§ Problem statement:
Select, from the material below, each line with "peak" in it.

§ Source data:
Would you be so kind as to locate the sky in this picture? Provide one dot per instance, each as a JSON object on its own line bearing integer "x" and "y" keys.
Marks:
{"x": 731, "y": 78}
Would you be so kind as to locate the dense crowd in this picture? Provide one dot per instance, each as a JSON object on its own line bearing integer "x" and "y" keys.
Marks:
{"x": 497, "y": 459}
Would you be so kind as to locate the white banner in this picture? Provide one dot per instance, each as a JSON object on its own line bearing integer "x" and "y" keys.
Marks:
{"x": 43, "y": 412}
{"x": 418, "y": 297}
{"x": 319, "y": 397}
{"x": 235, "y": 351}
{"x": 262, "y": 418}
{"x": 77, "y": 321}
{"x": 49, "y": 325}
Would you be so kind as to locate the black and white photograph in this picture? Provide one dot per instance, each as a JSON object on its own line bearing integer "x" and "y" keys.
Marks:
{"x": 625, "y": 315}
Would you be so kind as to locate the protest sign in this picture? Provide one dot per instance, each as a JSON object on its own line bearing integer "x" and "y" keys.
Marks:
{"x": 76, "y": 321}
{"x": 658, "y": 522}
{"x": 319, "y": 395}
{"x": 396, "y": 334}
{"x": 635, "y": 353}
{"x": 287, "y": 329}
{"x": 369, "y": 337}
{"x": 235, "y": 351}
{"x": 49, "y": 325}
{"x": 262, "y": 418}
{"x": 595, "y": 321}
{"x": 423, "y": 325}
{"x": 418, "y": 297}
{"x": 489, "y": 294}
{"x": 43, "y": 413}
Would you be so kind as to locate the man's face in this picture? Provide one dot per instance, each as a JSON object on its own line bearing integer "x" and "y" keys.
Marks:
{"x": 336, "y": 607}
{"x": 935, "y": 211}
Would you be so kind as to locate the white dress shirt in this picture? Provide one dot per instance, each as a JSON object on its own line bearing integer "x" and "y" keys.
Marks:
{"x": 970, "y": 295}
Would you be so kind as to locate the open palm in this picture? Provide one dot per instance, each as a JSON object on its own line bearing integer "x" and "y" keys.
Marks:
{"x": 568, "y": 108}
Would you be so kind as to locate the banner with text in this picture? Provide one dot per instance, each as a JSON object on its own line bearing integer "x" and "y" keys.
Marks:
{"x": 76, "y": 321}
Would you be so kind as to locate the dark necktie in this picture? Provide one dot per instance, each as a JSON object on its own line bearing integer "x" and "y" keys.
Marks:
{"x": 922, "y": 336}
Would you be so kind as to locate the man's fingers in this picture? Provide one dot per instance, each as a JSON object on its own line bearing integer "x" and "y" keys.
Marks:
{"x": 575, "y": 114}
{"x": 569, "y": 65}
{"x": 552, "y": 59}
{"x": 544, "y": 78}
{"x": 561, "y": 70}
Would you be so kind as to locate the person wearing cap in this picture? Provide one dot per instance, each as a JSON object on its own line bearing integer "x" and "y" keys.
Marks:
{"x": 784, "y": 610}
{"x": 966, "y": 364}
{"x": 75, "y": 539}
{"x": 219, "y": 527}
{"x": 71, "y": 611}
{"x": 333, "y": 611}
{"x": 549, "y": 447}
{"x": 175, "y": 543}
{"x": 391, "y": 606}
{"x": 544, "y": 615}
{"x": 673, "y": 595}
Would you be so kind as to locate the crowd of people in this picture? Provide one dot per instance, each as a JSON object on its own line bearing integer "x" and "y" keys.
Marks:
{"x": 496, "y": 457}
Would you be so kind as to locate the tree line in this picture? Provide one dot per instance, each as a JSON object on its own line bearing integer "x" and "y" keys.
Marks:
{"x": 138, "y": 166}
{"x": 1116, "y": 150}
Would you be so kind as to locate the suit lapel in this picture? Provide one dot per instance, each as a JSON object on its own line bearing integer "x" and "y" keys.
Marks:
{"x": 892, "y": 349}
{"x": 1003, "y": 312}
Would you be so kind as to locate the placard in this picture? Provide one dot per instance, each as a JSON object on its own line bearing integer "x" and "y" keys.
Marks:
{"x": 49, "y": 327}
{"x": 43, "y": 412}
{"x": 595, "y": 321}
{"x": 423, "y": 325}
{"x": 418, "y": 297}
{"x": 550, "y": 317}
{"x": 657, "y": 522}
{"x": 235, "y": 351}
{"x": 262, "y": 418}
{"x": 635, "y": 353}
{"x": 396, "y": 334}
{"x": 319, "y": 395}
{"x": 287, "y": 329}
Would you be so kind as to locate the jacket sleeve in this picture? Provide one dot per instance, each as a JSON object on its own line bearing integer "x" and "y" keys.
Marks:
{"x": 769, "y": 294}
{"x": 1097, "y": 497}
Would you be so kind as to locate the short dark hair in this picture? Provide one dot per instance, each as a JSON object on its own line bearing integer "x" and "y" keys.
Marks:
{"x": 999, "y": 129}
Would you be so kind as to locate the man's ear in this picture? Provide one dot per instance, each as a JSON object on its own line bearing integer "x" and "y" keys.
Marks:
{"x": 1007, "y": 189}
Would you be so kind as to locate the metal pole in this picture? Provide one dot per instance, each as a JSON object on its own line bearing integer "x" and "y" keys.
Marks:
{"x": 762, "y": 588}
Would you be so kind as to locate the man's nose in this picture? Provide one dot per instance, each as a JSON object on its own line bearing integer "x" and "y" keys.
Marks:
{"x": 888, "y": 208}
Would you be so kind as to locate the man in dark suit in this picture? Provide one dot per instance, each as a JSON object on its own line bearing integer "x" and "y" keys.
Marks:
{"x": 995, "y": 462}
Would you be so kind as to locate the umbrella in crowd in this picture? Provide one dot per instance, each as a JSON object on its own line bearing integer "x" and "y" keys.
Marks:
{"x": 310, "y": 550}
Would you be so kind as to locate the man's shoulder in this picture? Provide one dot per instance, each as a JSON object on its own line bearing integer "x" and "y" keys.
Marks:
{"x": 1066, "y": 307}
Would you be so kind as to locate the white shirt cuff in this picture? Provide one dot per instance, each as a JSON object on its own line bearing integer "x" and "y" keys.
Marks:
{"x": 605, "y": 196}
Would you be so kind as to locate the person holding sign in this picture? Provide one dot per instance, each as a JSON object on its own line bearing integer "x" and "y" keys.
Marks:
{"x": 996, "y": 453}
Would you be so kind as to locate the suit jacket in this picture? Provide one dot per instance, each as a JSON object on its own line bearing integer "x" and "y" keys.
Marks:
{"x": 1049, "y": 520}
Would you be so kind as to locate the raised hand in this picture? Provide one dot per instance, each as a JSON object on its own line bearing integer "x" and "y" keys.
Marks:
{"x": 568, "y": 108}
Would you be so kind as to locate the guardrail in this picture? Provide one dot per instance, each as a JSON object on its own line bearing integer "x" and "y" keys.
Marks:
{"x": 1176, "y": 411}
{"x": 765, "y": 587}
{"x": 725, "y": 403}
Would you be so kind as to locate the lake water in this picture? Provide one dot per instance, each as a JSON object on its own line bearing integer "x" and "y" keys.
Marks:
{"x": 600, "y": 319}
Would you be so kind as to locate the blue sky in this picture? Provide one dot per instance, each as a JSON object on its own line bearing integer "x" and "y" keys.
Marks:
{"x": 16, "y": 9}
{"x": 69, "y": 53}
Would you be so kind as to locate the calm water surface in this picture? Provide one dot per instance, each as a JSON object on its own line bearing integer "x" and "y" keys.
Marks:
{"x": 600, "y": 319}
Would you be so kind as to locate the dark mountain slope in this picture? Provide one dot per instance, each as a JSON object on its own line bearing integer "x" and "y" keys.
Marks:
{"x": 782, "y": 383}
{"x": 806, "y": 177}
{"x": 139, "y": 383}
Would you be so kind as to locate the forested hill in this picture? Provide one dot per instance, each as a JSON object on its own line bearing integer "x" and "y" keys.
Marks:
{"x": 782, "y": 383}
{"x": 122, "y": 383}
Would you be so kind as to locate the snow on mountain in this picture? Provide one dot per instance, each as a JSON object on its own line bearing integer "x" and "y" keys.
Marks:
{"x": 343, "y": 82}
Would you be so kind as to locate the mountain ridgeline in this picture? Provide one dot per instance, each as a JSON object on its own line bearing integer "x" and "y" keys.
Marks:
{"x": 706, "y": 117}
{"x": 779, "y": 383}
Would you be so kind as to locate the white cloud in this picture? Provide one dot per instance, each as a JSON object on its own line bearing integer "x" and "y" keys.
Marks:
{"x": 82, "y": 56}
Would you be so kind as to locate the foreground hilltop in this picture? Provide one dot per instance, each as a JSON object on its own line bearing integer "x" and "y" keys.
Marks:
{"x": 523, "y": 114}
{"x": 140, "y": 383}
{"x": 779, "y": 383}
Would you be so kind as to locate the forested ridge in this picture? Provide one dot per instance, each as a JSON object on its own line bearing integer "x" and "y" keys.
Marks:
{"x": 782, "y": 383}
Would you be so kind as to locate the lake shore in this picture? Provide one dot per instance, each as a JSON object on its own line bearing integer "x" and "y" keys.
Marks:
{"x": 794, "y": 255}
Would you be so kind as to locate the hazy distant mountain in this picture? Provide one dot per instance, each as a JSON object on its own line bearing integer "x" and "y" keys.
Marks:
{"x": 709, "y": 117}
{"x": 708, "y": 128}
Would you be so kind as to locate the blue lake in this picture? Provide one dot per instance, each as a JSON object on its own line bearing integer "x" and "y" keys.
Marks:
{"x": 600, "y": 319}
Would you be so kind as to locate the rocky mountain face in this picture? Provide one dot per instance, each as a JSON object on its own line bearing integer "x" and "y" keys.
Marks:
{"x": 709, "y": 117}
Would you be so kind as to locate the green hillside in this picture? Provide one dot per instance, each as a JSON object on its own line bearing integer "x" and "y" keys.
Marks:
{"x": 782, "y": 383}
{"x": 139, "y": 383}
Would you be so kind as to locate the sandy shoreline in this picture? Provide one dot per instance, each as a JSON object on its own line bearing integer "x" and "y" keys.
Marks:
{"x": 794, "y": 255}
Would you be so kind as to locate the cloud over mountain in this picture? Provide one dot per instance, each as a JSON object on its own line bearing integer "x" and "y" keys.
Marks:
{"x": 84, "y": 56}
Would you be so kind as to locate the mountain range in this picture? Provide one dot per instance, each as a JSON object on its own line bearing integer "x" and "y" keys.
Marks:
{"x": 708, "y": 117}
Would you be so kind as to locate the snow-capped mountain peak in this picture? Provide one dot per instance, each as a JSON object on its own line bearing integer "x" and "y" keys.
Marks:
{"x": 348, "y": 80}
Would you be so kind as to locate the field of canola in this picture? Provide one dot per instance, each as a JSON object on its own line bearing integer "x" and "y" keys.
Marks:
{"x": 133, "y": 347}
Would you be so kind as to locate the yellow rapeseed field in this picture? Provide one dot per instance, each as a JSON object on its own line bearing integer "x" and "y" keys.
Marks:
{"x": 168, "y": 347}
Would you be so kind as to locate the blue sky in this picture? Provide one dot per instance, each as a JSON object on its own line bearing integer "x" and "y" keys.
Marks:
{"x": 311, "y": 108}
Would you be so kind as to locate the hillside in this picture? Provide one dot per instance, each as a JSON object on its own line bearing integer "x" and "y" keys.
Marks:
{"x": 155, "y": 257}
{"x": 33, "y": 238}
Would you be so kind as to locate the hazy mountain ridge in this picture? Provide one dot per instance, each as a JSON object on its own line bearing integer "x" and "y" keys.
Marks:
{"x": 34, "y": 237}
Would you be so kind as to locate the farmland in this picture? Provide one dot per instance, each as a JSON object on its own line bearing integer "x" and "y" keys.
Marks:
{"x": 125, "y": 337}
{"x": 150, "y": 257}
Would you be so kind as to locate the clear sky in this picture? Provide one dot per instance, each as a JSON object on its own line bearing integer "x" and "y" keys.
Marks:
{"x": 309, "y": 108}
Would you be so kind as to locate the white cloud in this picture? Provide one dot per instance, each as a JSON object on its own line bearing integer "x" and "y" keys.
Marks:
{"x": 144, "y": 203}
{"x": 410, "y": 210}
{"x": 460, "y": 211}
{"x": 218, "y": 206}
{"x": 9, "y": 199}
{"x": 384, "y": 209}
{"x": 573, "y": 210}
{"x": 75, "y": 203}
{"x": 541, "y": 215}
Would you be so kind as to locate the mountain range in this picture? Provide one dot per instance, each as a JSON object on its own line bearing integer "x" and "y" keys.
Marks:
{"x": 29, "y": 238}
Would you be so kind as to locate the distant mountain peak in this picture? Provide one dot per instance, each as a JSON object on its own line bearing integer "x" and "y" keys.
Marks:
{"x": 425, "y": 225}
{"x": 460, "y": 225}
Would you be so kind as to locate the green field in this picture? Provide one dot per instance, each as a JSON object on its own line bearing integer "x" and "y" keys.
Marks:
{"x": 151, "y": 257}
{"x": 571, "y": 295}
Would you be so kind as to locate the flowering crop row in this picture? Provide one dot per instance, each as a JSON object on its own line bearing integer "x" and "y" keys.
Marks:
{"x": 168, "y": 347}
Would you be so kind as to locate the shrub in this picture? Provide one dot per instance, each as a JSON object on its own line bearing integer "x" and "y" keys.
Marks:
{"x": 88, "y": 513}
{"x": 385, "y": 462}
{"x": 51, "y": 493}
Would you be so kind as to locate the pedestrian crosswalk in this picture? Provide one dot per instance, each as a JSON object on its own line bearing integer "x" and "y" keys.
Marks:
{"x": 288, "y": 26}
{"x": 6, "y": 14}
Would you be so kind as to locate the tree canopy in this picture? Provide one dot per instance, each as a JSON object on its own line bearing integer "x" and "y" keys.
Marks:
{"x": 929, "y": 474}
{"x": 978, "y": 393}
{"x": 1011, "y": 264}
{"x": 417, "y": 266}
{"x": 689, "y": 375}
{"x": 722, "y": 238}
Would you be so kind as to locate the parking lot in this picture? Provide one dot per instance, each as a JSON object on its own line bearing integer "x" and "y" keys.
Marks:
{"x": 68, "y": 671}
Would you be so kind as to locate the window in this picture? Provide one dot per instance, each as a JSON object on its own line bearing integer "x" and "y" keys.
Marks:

§ Solution to this exercise:
Would you be so kind as to locate the snow-capped mountain peak in this picture? Provide one dot per instance, each as a JSON object on its own line bearing integer "x" and "y" keys.
Would you be so kind as to locate the distant mountain peak in this picture? Provide one dot per instance, each as a JSON object on its own line bearing integer "x" and "y" keys.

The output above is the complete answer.